* [Tasks to perform]:
[a] Please write out the passage of the Perl sorting thread from "JWK> my ( @openlist, @clsdlist" up to and including "its public release.".
[b] Continue the Perl sorting thread from the point where it stops.

==== Selected extract ====

How can I 'regex' or 'map' this to sort them in one loop already?

Thanks
Hardy

#!/usr/bin/perl

use warnings;
use strict;

my @digitlist;
my @openlist;
my @clsdlist;

while(<DATA>){
/(\d{1,3})/;
push (@digitlist,$1.$_);
}

@digitlist = sort @digitlist;

for(@digitlist){
if (/OPEN/){
push(@openlist,$_);
}else{
push(@clsdlist,$_);
}
}

for(@openlist){
print;
}
for(@clsdlist){
print;
}
1;
# EOF

__DATA__
SBruhrtal32PER09CLSD
SBsorpe31PER19IN18last
RBruhrII33PER11OPEN
RBruhrI34PER14CLSD
RBharkortI40PER09OPEN


#!/usr/bin/perl
use warnings;
use strict;

my ( @openlist, @clsdlist );

push @{ /OPEN/ ? \@openlist : \@clsdlist }, $_ for
map substr( $_, 3 ),
sort
map sprintf( '%03d%s', /(\d{1,3})/, $_ ),
<DATA>;

print @openlist, @clsdlist;




John
 
U

Uri Guttman

JWK> #!/usr/bin/perl
JWK> use warnings;
JWK> use strict;

JWK> my ( @openlist, @clsdlist );

JWK> push @{ /OPEN/ ? \@openlist : \@clsdlist }, $_ for
JWK> map substr( $_, 3 ),
JWK> sort
JWK> map sprintf( '%03d%s', /(\d{1,3})/, $_ ),
JWK> <DATA>;

JWK> print @openlist, @clsdlist;

i like it, an GRT written on the fly. but you now owe me royalties! for
payment, i expect you to test Sort::Maker before its public release.

uri
 
H

Herr Hardy

Let me comment to understand, from bottom to top
push @{ /OPEN/ ? \@openlist : \@clsdlist }, $_ for
# ^ 4. OPEN 2 openlist, !OPEN 2 clsdlist
map substr( $_, 3 ),
# ^ 3. delete leading 'mark'-digits
# ^ 2. simple Perl sort on the 'marks'
map sprintf( '%03d%s', /(\d{1,3})/, $_ ),
# ^ 1. 'marking' each line with \d{1,3} as leading digits
# or 0nn or 00n if less than 3 digits in \d{1,3}
<DATA>;

print @openlist, @clsdlist;
That's pretty, John.

==== Data supplied ====

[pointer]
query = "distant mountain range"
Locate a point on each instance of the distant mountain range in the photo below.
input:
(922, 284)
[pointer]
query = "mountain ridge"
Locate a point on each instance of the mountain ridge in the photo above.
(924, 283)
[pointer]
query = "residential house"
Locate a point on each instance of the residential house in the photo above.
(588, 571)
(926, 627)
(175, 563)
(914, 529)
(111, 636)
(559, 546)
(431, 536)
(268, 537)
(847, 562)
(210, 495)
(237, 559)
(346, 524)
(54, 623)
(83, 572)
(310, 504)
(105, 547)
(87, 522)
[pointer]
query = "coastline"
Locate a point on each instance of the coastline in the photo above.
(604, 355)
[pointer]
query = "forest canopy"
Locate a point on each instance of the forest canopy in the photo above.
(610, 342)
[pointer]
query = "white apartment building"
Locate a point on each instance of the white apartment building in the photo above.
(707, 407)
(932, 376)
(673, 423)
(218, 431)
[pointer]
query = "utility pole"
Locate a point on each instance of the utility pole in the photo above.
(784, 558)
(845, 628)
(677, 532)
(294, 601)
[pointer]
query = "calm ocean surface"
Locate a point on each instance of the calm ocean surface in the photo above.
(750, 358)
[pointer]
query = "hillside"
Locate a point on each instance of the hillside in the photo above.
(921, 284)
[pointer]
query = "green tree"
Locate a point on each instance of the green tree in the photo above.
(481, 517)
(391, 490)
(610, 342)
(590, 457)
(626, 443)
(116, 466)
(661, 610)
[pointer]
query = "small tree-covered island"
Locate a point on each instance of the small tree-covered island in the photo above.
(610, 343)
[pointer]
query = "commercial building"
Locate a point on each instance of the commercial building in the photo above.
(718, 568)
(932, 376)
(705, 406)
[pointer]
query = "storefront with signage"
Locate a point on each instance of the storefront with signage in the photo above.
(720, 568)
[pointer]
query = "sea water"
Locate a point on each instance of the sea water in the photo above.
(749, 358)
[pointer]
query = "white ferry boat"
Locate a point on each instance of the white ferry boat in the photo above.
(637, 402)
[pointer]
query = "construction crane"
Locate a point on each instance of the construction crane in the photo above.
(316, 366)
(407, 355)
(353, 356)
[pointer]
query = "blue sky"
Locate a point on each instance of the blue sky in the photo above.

====

* [Results for the exercise]:
[a]
JWK> my ( @openlist, @clsdlist );

JWK> push @{ /OPEN/ ? \@openlist : \@clsdlist }, $_ for
JWK> map substr( $_, 3 ),
JWK> sort
JWK> map sprintf( '%03d%s', /(\d{1,3})/, $_ ),
JWK> <DATA>;

JWK> print @openlist, @clsdlist;

i like it, an GRT written on the fly. but you now owe me royalties! for
payment, i expect you to test Sort::Maker before its public release.

[b]
H

Herr Hardy

Taking your funny linewithout mapping

push @{ /OPEN/ ? \@openlist : \@clsdlist }, $_ for
sort {
my($x) = ($a=~/(\d{1,3})/);
my($y) = ($b=~/(\d{1,3})/);
$x <=> $y;
}
<DATA>;
 
U

Uri Guttman

HH> On Tue, 25 May 2004 08:31:02 +0200, Herr Hardy <[email protected]>
HH> wrote:

HH> Taking your funny lineHH> without mapping

HH> push @{ /OPEN/ ? \@openlist : \@clsdlist }, $_ for
HH> sort {
HH> my($x) = ($a=~/(\d{1,3})/);
HH> my($y) = ($b=~/(\d{1,3})/);
HH> $x <=> $y;
HH> }
HH> <DATA>;

read http://sysarch.com/perl/sort_paper.html to find out why the
map/sort/map is usually much faster.

uri
 
A

Anno Siegel

Herr Hardy said:
__DATA__
SBruhrtal32PER09CLSD
SBsorpe31PER19IN18last
RBruhrII33PER11OPEN
RBruhrI34PER14CLSD
RBharkortI40PER09OPEN
RBruhrI34PER14OPEN

That can be done using a Schwartz transform. Assign numeric sort keys
to the lines. Make the key -1 if the line contains "OPEN", otherwise
use the first group of digits. Sort according to keys, throw the
keys away.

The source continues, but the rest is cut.